DATASET:
*** Block opens ***

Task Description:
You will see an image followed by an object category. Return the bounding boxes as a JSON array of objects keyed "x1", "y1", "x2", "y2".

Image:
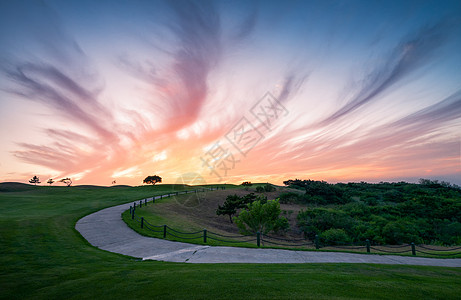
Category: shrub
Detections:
[
  {"x1": 255, "y1": 186, "x2": 264, "y2": 193},
  {"x1": 297, "y1": 208, "x2": 356, "y2": 240},
  {"x1": 234, "y1": 198, "x2": 289, "y2": 235},
  {"x1": 321, "y1": 228, "x2": 351, "y2": 246},
  {"x1": 264, "y1": 183, "x2": 276, "y2": 192},
  {"x1": 278, "y1": 192, "x2": 301, "y2": 204},
  {"x1": 381, "y1": 220, "x2": 422, "y2": 244}
]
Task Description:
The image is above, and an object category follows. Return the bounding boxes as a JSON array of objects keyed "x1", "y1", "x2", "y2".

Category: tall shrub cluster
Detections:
[{"x1": 284, "y1": 179, "x2": 461, "y2": 245}]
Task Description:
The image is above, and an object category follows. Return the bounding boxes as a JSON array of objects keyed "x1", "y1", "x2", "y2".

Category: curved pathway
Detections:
[{"x1": 76, "y1": 194, "x2": 461, "y2": 267}]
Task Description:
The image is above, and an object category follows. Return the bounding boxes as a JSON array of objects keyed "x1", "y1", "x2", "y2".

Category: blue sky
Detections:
[{"x1": 0, "y1": 0, "x2": 460, "y2": 185}]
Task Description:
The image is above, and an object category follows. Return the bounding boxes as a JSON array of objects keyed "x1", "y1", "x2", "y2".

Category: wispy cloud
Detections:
[
  {"x1": 320, "y1": 21, "x2": 456, "y2": 126},
  {"x1": 0, "y1": 1, "x2": 123, "y2": 180},
  {"x1": 3, "y1": 62, "x2": 114, "y2": 139},
  {"x1": 1, "y1": 1, "x2": 460, "y2": 185}
]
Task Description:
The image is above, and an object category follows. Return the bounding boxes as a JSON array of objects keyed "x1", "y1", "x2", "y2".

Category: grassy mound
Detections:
[{"x1": 0, "y1": 182, "x2": 38, "y2": 192}]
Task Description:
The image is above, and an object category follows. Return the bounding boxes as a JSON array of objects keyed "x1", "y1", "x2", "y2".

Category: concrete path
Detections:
[{"x1": 76, "y1": 194, "x2": 461, "y2": 267}]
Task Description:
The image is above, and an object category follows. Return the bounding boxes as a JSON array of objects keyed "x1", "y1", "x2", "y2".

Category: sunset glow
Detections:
[{"x1": 1, "y1": 0, "x2": 460, "y2": 186}]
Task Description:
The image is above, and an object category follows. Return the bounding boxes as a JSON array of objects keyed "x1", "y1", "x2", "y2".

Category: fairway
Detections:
[{"x1": 1, "y1": 183, "x2": 460, "y2": 299}]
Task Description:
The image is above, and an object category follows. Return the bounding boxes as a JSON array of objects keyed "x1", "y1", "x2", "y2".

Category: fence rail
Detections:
[{"x1": 126, "y1": 189, "x2": 461, "y2": 257}]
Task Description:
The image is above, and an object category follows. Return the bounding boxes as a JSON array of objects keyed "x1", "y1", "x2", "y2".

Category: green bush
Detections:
[
  {"x1": 321, "y1": 228, "x2": 351, "y2": 245},
  {"x1": 381, "y1": 220, "x2": 422, "y2": 244},
  {"x1": 289, "y1": 178, "x2": 461, "y2": 245},
  {"x1": 234, "y1": 198, "x2": 289, "y2": 235},
  {"x1": 279, "y1": 192, "x2": 301, "y2": 204},
  {"x1": 297, "y1": 208, "x2": 356, "y2": 240},
  {"x1": 264, "y1": 183, "x2": 276, "y2": 192}
]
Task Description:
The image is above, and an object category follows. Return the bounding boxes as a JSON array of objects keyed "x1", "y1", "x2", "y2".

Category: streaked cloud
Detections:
[{"x1": 0, "y1": 0, "x2": 460, "y2": 185}]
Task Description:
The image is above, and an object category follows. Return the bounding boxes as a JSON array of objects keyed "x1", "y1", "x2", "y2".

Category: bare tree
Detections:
[{"x1": 59, "y1": 178, "x2": 72, "y2": 187}]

*** Block closes ***

PROBLEM DETAILS: Make an exact copy of the records, pictures excluded.

TASK OUTPUT:
Task Description:
You will see an image followed by an object category. Return the bounding boxes as a JSON array of objects keyed "x1", "y1", "x2", "y2".

Image:
Category: shrub
Detections:
[
  {"x1": 255, "y1": 186, "x2": 264, "y2": 193},
  {"x1": 297, "y1": 208, "x2": 356, "y2": 240},
  {"x1": 234, "y1": 198, "x2": 289, "y2": 235},
  {"x1": 321, "y1": 228, "x2": 351, "y2": 246},
  {"x1": 264, "y1": 183, "x2": 276, "y2": 192},
  {"x1": 278, "y1": 192, "x2": 301, "y2": 204},
  {"x1": 381, "y1": 220, "x2": 422, "y2": 244}
]
Task Description:
The image is above, and an object category follows. Return the bounding boxes as a JSON array of objects keyed "x1", "y1", "x2", "y2".

Category: tall shrub cluster
Detections:
[{"x1": 284, "y1": 179, "x2": 461, "y2": 245}]
Task Description:
The image is above, and an object category follows. Return the bounding boxes as a JSON array of objects keyed "x1", "y1", "x2", "y2".

Category: curved pathway
Detections:
[{"x1": 76, "y1": 194, "x2": 461, "y2": 267}]
Task Description:
The image is above, and an object category follows. Return the bounding boxes as a JSON array of objects keyed "x1", "y1", "x2", "y2".

Category: blue sky
Detections:
[{"x1": 0, "y1": 0, "x2": 460, "y2": 185}]
Task Description:
The image is above, and an object category follows. Return the bounding boxes as a JSON array of objects keyed "x1", "y1", "x2", "y2".

Category: wispy cloud
Detections:
[
  {"x1": 320, "y1": 21, "x2": 456, "y2": 126},
  {"x1": 0, "y1": 1, "x2": 123, "y2": 180},
  {"x1": 3, "y1": 62, "x2": 114, "y2": 139},
  {"x1": 1, "y1": 1, "x2": 460, "y2": 185}
]
Task Description:
The image is above, and an object category follows. Return the bounding boxes as a JSON array of objects keyed "x1", "y1", "x2", "y2".

Category: grassy mound
Detections:
[{"x1": 0, "y1": 182, "x2": 38, "y2": 192}]
Task Description:
The image is above, and an object category follows. Return the bounding boxes as a JSON array of objects keyed "x1", "y1", "x2", "y2".

Category: concrete path
Detections:
[{"x1": 76, "y1": 194, "x2": 461, "y2": 267}]
Task Description:
The image is above, and an object category follows. Return the bounding boxes as a JSON array of objects keyed "x1", "y1", "x2", "y2".

Category: sunset glow
Detections:
[{"x1": 1, "y1": 0, "x2": 460, "y2": 186}]
Task Description:
The image is above, and an object category follows. Return the bounding boxes as a JSON array of objects keyed "x1", "y1", "x2", "y2".

Category: fairway
Detections:
[{"x1": 1, "y1": 183, "x2": 460, "y2": 299}]
Task Description:
The image is above, and an object category follows. Return the bounding boxes as a JSON array of objects keyed "x1", "y1", "x2", "y2".

Category: fence rail
Detections:
[{"x1": 126, "y1": 189, "x2": 461, "y2": 257}]
Task Description:
The image is above, and an object category follows. Return the bounding boxes as a JSON array of objects keyed "x1", "y1", "x2", "y2".

Category: green bush
Detections:
[
  {"x1": 321, "y1": 228, "x2": 351, "y2": 245},
  {"x1": 381, "y1": 220, "x2": 422, "y2": 244},
  {"x1": 289, "y1": 178, "x2": 461, "y2": 245},
  {"x1": 234, "y1": 198, "x2": 289, "y2": 235},
  {"x1": 279, "y1": 192, "x2": 301, "y2": 204},
  {"x1": 297, "y1": 208, "x2": 356, "y2": 240},
  {"x1": 264, "y1": 183, "x2": 276, "y2": 192}
]
Task Description:
The image is above, and an object category follows. Return the bounding boxes as a JSON array of objects keyed "x1", "y1", "x2", "y2".

Category: streaked cloud
Detections:
[{"x1": 0, "y1": 0, "x2": 460, "y2": 185}]
Task Description:
The image is above, and an object category follows. Return the bounding boxes as a JSON array of objects keyed "x1", "y1", "x2", "y2".

Category: bare tree
Detections:
[{"x1": 59, "y1": 178, "x2": 72, "y2": 187}]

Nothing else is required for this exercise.